◆ **Text provided**
-------
Monitoring and Alerting

Convox provides integrated metrics collection and alerting capabilities that give you comprehensive visibility into your applications and infrastructure. Built directly into the Convox platform, monitoring requires no additional tools or complex configuration.

Monitoring Capabilities

Convox Monitoring and Alerting offers:

Automatic metrics collection from your racks and applications
Pre-configured dashboards with essential infrastructure metrics
Custom panel creation using Smart Queries or PromQL
Intelligent alerting with configurable thresholds and notifications
Seamless integration with your existing Convox workflow

Enabling Metrics Collection

Metrics collection is enabled at the rack level through the Rack Settings page.

Steps to Enable

Navigate to your rack in the Convox Console
Click Rack Settings in the left sidebar
Scroll to the Dashboard Settings section
Toggle the Enable Metrics Agent switch to on
In the plan picker modal, choose Free (lightweight Prometheus chart, no metered billing) or Paid (kube-prometheus-stack with metered billing; requires payment method on file).
-------
◆ **Information shown**
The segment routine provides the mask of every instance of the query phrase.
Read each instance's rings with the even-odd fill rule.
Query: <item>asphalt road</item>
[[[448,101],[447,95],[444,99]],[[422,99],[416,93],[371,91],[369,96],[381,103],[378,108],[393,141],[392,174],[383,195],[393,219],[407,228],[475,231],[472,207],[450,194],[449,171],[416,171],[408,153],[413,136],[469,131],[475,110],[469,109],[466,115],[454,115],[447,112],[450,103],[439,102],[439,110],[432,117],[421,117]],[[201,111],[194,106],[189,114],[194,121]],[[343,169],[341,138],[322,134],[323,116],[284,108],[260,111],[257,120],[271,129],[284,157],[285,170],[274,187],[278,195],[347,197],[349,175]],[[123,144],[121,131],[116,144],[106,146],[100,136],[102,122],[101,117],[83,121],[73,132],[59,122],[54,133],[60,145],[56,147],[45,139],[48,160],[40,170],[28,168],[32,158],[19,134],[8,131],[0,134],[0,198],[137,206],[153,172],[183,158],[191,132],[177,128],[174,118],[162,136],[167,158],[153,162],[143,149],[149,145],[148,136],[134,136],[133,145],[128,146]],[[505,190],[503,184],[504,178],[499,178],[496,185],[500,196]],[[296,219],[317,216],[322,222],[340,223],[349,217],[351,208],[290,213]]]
-------
◆ **Work to do**
[a] Translate this sentence from the Convox monitoring text into Spanish: "Metrics collection is enabled at the rack level through the Rack Settings page."
[b] Reproduce the Convox monitoring text from "Navigate to your" up to and including "method on file).".
[c] According to the Convox monitoring text, which plan in the plan picker modal requires a payment method on file?

◆ **Expected results**
[a] La recopilación de métricas se habilita a nivel de rack a través de la página Rack Settings.

[b]
Navigate to your rack in the Convox Console
Click Rack Settings in the left sidebar
Scroll to the Dashboard Settings section
Toggle the Enable Metrics Agent switch to on
In the plan picker modal, choose Free (lightweight Prometheus chart, no metered billing) or Paid (kube-prometheus-stack with metered billing; requires payment method on file).

[c] The Paid plan.